[PROVIDED RECORDS]:
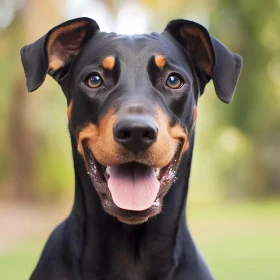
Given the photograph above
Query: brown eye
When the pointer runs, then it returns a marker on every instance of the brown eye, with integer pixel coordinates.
(174, 82)
(94, 81)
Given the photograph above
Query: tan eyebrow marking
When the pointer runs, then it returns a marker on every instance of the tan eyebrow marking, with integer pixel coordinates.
(160, 61)
(108, 62)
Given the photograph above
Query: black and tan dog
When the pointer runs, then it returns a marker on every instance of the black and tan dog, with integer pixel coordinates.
(132, 107)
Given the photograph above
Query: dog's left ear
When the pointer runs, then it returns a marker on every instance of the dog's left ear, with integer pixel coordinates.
(53, 53)
(211, 59)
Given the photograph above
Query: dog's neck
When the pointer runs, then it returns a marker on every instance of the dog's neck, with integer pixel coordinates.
(99, 234)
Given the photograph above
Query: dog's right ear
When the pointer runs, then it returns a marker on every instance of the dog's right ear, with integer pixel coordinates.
(53, 53)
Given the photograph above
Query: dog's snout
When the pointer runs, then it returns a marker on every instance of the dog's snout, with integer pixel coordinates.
(135, 133)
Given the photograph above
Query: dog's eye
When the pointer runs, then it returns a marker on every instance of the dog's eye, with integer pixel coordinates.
(174, 82)
(94, 81)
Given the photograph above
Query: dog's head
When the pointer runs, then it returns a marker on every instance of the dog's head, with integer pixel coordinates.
(132, 102)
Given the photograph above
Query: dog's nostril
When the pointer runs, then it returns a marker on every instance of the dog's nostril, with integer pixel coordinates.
(124, 134)
(150, 134)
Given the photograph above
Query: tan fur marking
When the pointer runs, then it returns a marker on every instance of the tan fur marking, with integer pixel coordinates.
(56, 56)
(108, 62)
(160, 61)
(100, 140)
(69, 110)
(176, 134)
(55, 64)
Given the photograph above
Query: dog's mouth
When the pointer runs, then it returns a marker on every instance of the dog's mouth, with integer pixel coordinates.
(132, 191)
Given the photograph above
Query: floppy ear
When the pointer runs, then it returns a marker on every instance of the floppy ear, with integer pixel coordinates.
(54, 52)
(211, 59)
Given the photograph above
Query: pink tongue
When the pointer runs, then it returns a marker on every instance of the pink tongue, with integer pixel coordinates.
(133, 186)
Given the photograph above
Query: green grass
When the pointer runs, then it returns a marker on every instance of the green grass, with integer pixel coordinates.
(239, 242)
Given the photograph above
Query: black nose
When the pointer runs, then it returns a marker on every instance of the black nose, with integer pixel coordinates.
(135, 133)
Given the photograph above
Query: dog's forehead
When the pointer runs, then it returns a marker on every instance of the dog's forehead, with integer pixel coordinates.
(127, 48)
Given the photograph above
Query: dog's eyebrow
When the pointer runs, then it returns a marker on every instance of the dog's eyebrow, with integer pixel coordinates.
(108, 62)
(160, 61)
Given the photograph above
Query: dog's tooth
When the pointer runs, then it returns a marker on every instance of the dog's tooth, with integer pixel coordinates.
(108, 170)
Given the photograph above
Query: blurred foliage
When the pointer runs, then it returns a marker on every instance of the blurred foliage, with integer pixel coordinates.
(237, 147)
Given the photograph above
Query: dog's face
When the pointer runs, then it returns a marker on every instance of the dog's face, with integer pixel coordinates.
(132, 103)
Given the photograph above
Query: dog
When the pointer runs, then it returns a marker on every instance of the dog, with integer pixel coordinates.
(132, 110)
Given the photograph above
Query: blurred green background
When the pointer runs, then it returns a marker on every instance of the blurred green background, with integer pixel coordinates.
(233, 209)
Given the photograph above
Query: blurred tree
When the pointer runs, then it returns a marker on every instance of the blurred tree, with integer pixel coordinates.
(251, 28)
(29, 22)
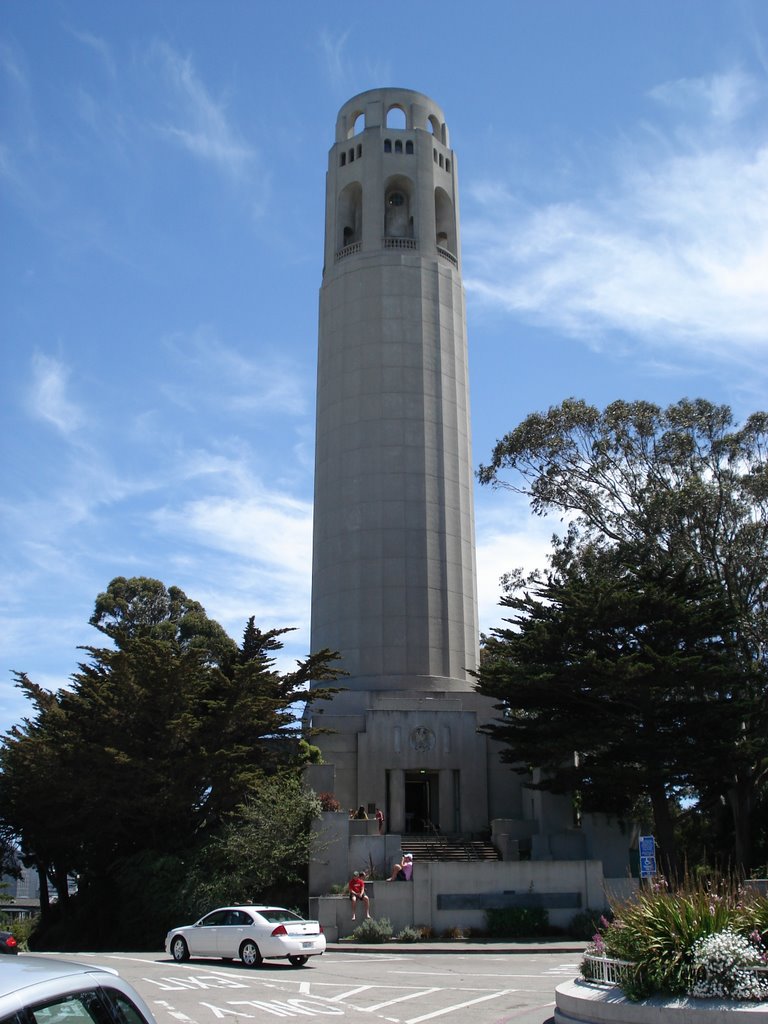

[TASK INSTRUCTIONS]: Show every line of the entries above that contains the word "right", treating uppercase and lowercase as different.

[ANSWER IN FULL]:
Query: dog's right ear
When the pointer runs, then it returns a marker on every instance of the dog's right ear, with integer pixel coordinates.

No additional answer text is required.